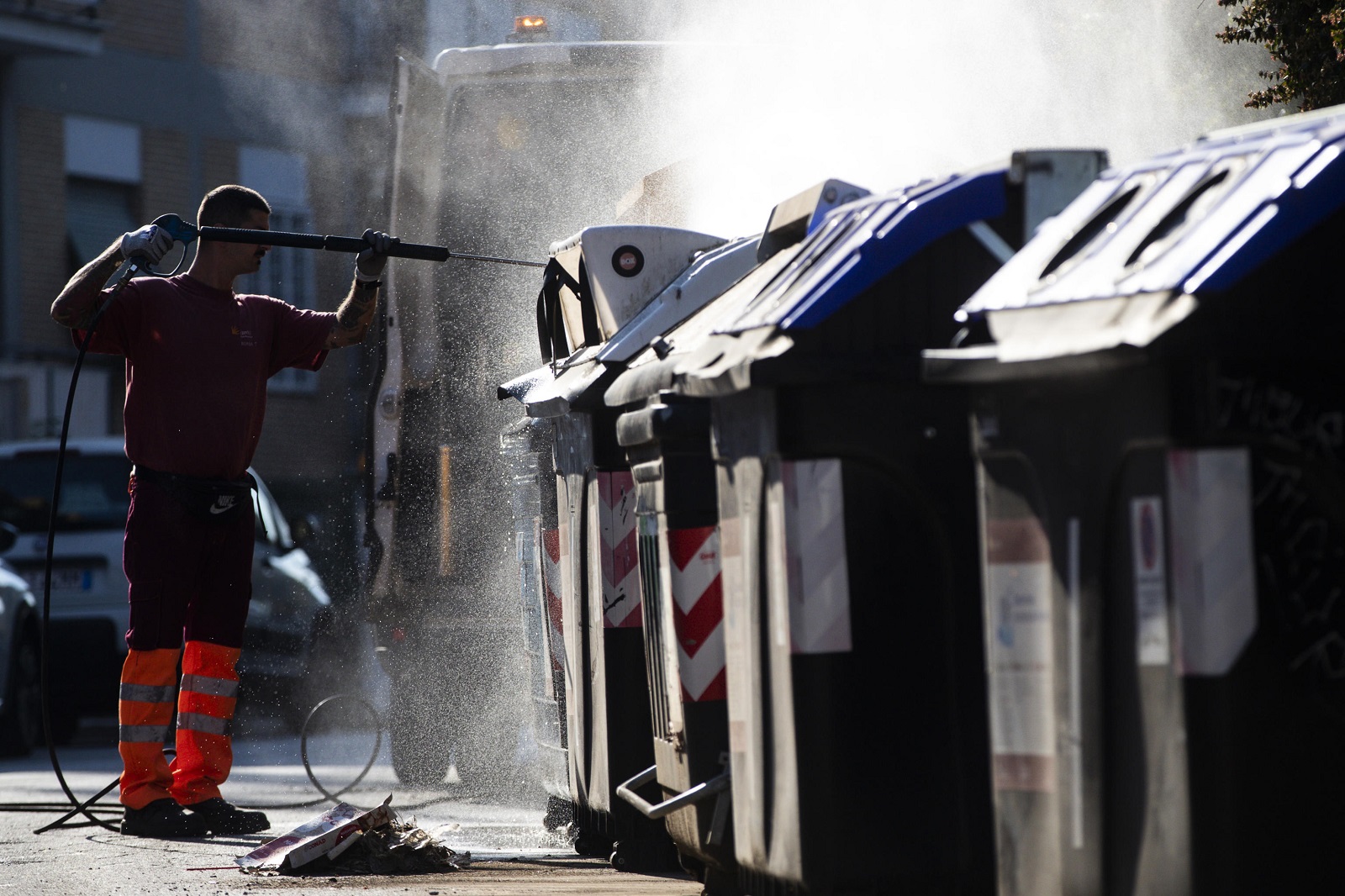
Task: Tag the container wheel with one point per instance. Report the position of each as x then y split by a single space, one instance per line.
558 813
591 845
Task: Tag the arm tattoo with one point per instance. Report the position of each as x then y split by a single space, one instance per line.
353 318
354 308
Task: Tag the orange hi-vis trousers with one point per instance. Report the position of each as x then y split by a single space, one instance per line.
205 707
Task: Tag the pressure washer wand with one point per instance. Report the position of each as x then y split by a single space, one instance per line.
183 232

[Given exercise]
Reproduce word for word the stretch from the line containing "Task: Tag the orange" through the end of the entries.

[Final answer]
Task: Tag the orange hi-vis trousers with one point per instance. Report the position of each as x then y split by a single space, one instance per line.
205 707
Task: Tag the pressure washer wand with one point per instance. Report the position of each as x then y split by a single space, one instance per line.
183 232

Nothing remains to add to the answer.